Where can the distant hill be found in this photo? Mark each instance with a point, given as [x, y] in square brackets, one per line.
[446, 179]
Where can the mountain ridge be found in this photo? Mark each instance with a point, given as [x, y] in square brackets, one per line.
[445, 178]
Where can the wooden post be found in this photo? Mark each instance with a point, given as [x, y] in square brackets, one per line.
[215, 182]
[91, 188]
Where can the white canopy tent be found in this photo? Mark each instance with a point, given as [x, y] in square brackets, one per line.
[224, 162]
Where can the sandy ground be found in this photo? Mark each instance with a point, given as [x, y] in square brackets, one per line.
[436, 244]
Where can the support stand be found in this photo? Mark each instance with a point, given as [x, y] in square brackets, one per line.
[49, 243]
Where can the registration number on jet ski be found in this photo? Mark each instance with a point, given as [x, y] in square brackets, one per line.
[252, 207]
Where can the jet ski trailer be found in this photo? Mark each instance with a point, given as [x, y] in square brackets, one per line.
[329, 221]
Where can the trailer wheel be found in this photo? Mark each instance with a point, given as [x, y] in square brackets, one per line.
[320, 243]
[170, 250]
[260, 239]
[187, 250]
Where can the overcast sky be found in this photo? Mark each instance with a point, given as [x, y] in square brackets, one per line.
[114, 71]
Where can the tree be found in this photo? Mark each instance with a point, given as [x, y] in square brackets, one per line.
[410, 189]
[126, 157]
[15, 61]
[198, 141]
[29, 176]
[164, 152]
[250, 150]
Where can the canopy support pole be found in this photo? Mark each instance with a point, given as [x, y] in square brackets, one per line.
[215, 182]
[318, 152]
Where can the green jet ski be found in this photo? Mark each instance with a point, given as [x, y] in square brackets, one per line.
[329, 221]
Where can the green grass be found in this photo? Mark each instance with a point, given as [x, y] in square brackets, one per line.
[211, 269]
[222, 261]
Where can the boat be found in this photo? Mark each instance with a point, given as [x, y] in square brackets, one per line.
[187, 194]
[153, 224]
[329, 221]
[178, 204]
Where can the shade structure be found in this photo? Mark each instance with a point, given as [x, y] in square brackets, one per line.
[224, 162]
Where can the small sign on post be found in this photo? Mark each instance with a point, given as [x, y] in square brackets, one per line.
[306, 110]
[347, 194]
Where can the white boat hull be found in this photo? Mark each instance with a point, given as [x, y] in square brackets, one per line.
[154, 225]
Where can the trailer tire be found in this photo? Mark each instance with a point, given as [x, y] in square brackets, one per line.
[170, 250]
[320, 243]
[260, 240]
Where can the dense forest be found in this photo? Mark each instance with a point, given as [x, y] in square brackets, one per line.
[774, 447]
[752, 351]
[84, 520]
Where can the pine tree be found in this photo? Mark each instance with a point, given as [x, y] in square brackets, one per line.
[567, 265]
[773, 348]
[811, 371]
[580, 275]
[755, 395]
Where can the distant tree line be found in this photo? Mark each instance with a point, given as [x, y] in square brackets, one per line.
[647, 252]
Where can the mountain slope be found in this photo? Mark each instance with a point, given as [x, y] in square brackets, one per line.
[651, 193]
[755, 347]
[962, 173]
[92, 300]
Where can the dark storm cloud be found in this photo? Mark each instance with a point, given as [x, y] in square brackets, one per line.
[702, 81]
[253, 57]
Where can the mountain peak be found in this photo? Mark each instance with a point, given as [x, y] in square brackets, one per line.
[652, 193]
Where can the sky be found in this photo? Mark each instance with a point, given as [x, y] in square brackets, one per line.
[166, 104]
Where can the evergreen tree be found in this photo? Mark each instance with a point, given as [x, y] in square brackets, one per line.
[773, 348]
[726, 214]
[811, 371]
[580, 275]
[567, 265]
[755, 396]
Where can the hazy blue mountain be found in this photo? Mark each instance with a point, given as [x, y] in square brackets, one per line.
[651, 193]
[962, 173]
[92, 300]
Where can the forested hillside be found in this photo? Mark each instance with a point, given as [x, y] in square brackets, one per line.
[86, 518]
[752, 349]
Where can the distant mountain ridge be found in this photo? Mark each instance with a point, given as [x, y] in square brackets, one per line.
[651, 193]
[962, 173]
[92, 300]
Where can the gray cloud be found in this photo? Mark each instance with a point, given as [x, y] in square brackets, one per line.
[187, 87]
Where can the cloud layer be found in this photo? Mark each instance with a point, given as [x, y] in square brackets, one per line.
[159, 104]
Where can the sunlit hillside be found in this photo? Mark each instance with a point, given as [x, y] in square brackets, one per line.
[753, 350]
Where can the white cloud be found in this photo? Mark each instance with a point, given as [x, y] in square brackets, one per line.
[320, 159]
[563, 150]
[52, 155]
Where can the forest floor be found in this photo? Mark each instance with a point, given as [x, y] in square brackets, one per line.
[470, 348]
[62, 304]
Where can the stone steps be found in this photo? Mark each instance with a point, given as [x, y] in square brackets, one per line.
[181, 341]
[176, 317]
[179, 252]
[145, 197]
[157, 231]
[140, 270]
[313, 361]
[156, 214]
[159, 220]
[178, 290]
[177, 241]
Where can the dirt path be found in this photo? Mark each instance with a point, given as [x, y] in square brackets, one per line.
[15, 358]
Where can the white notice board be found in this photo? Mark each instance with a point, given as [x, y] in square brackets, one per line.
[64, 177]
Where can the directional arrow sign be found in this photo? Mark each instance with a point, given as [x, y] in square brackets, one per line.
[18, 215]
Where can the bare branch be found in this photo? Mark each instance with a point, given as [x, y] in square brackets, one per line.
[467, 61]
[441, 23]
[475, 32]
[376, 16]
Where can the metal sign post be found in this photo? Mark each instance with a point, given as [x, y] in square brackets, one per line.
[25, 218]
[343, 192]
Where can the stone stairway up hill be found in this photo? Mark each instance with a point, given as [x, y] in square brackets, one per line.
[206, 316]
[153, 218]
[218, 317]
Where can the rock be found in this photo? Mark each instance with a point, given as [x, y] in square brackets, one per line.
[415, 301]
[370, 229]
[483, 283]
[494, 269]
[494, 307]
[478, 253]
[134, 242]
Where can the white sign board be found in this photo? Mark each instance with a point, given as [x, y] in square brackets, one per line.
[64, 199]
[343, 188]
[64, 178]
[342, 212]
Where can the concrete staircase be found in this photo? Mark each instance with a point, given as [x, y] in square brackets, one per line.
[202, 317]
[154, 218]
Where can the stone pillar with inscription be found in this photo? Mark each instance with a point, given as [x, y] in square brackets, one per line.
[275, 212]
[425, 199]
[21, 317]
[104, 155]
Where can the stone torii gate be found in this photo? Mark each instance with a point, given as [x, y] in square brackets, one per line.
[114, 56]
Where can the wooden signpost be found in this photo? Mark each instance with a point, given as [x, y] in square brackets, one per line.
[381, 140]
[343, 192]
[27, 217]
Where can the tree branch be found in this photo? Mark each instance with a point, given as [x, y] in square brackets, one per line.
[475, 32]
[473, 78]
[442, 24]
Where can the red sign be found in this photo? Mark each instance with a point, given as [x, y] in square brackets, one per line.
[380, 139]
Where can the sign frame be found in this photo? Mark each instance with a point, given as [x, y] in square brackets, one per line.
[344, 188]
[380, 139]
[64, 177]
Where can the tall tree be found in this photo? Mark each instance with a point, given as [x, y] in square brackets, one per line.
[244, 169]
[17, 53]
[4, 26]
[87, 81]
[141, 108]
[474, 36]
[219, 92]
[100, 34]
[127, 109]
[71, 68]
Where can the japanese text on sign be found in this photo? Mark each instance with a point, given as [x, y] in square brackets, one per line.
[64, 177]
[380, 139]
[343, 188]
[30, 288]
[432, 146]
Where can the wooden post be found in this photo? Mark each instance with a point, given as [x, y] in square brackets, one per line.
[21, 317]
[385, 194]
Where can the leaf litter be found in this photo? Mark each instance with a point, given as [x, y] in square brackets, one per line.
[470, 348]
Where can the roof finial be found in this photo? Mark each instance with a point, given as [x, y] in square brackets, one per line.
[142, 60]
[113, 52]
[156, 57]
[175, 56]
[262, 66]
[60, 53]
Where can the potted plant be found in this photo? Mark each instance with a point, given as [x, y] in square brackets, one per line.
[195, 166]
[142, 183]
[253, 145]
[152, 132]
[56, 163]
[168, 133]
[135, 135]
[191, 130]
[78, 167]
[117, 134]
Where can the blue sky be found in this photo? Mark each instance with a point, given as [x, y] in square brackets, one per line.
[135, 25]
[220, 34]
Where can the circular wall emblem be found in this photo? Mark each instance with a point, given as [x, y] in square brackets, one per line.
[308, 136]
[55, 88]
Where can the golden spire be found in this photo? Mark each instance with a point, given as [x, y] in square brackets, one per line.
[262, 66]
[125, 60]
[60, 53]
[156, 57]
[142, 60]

☆ ☆ ☆ ☆ ☆

> PROBLEM STATEMENT
Repeat exactly, and only, the lines from the one containing "Where can the japanese" through the end of the material.

> RESPONSE
Where can the japanese text on sign be found in this photo? Mark each instance with a point, given as [x, y] in square brackets, one per line.
[64, 177]
[380, 139]
[343, 188]
[30, 288]
[432, 146]
Where can the wooden post be found in this photo? Mark each instance with a point, given as [x, y] in square brackets, one per line.
[21, 317]
[385, 194]
Where can the leaf litter be found in this photo? Mark each instance with a point, given as [x, y] in square brackets, one per line.
[470, 348]
Where can the roof finial be found in this photo? Mark each instance with a point, given as [x, y] in square brackets, one per line.
[142, 60]
[113, 52]
[156, 57]
[175, 56]
[262, 66]
[60, 53]
Where can the potted plant be found in this photo? Mark each instance with a point, given as [x, y] in square brackets, one per line.
[195, 166]
[142, 183]
[253, 145]
[152, 132]
[56, 163]
[168, 133]
[135, 135]
[191, 130]
[78, 167]
[117, 134]
Where can the blue sky be found in this photo? Mark each instance with a point, given as [x, y] in square brackets, one per line.
[135, 25]
[220, 34]
Where can the circular wall emblem be found in this photo? Mark each instance with a point, given as [x, y] in square brackets, one per line.
[308, 136]
[55, 88]
Where can the golden spire be found in this photo? Mark each instance with a point, given as [x, y] in square brackets, one per line.
[262, 66]
[125, 60]
[60, 53]
[156, 57]
[142, 60]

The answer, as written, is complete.